§ Records provided:
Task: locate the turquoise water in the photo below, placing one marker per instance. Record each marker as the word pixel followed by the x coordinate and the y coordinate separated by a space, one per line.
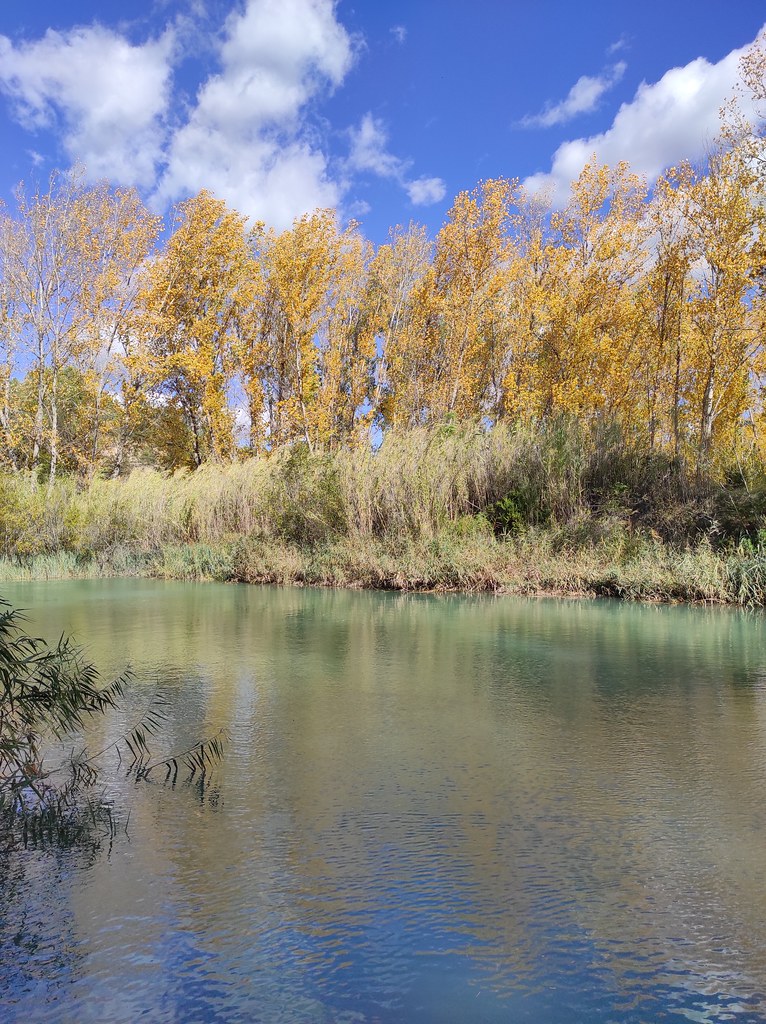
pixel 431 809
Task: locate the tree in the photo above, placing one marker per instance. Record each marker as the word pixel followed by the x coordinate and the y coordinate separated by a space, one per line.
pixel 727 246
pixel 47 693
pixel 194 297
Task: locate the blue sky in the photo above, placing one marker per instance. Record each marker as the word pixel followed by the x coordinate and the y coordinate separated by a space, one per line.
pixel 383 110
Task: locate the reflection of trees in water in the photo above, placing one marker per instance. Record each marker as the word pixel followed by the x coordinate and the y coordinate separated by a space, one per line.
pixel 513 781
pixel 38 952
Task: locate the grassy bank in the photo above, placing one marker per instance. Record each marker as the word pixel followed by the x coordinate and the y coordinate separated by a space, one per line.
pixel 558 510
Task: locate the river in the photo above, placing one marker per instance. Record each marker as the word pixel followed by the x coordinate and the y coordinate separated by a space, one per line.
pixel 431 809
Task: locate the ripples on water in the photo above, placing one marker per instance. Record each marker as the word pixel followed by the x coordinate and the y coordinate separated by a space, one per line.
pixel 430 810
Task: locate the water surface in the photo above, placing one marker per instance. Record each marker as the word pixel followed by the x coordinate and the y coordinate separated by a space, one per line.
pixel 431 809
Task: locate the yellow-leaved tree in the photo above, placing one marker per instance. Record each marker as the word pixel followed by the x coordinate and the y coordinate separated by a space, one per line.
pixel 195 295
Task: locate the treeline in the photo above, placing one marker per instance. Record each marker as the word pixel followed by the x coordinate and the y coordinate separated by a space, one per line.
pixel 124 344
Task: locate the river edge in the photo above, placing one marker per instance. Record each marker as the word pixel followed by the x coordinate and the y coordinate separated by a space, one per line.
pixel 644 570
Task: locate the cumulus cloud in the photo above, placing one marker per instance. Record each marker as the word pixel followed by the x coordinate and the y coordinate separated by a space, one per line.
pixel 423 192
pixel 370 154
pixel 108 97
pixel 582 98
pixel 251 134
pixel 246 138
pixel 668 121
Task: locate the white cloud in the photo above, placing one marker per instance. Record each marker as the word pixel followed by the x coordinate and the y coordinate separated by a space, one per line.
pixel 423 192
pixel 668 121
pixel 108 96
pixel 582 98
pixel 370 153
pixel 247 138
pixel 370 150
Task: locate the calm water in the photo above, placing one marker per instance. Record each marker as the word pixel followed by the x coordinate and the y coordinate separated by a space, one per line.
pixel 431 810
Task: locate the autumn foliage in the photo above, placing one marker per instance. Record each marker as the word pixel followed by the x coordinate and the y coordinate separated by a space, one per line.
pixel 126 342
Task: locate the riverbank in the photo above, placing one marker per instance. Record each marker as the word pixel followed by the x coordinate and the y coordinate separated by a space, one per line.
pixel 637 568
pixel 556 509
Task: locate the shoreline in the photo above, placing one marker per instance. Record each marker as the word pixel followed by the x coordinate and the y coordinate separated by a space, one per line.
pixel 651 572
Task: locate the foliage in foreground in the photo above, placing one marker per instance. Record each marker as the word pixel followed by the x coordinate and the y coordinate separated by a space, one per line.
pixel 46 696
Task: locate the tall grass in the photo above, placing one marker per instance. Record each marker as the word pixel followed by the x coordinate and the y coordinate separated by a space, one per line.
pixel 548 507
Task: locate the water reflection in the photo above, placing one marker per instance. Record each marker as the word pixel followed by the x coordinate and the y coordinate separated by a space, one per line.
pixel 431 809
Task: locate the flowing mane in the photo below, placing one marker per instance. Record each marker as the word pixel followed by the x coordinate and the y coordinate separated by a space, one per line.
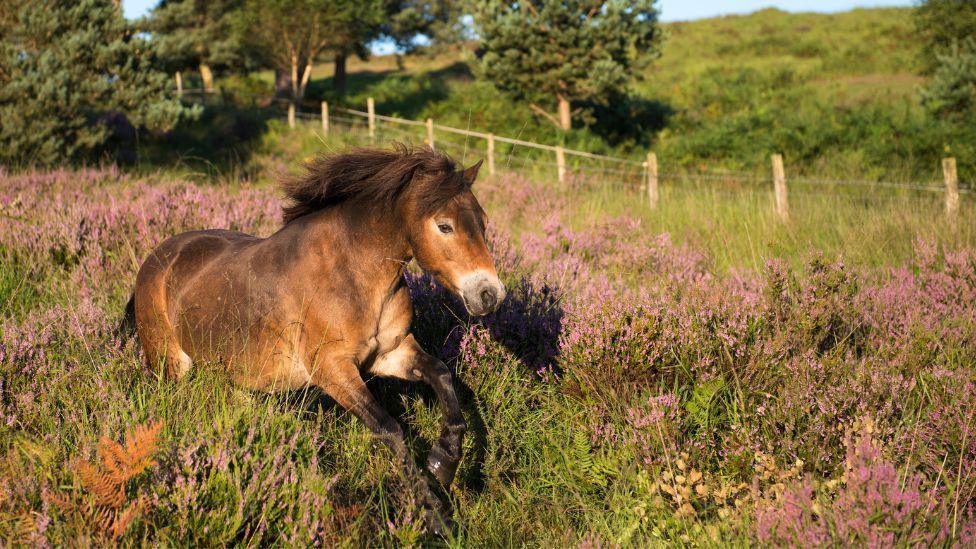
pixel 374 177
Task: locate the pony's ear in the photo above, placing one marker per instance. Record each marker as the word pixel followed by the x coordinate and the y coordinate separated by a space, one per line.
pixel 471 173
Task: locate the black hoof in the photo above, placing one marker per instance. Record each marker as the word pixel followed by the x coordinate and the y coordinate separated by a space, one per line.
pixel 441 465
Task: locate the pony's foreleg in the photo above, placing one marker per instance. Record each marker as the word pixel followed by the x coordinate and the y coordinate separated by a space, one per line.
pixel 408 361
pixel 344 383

§ What to work on: Arrange the lines of the listing above as a numbered list, starting at the beginning of the listing and ending at the line that contains "pixel 124 344", with both ends included and blank lines left out. Leave the pictures out of the answer.

§ Expected output:
1. Task: locate the turquoise water in the photo below, placing one marker per instance. Record each marker as the word pixel followed by the x coordinate and the y coordinate separated by a space, one per line.
2. pixel 431 809
3. Task: locate the tree in the photo above, placing one marker per instance. Record each marker as the word pixel followed by the x coordinate and the y coordinate separated by a space, one per line.
4. pixel 727 246
5. pixel 47 693
6. pixel 194 297
7. Task: locate the blue sky in the photo above, placing one marker per instance. Record each marker as the word pixel followed by the x coordinate and the y coordinate separated by a space, one per line.
8. pixel 383 110
9. Task: locate the reflection of trees in water in the photo above, placing one marker per instance. Record each marker as the word pixel followed by the x coordinate and the y coordinate separated by a space, one per line.
10. pixel 513 781
11. pixel 38 952
12. Task: locate the grassy bank in the photo above, placing one marker per instance. Record each marker as the word pixel followed by the x coordinate and the y coordinate separated by a space, one per line.
13. pixel 558 510
14. Task: locate the river in the photo above, placing one marker per instance. Record each marker as the word pixel followed by the x coordinate and the y coordinate separated by a space, one per line.
15. pixel 431 809
16. Task: locate the ripples on water in the photo above, placing one marker per instance. Record each marker as the word pixel followed by the x coordinate and the y coordinate separated by a space, one per line.
17. pixel 430 810
18. Task: locate the water surface in the photo above, placing one marker per instance. Record each marker as the word pixel followed by the x coordinate and the y coordinate separated by a space, one per line.
19. pixel 431 809
20. Task: locate the yellow-leaved tree in the photo above, placing one marker per instance. Record each marker as the word pixel followed by the x coordinate and the y coordinate separated by a space, one per line.
21. pixel 195 295
22. Task: locate the treeline in the photo above, placing one marker per instance. Record each marker as the word pixel followed by the x coordinate and the y coordinate separated by a space, one per line.
23. pixel 124 344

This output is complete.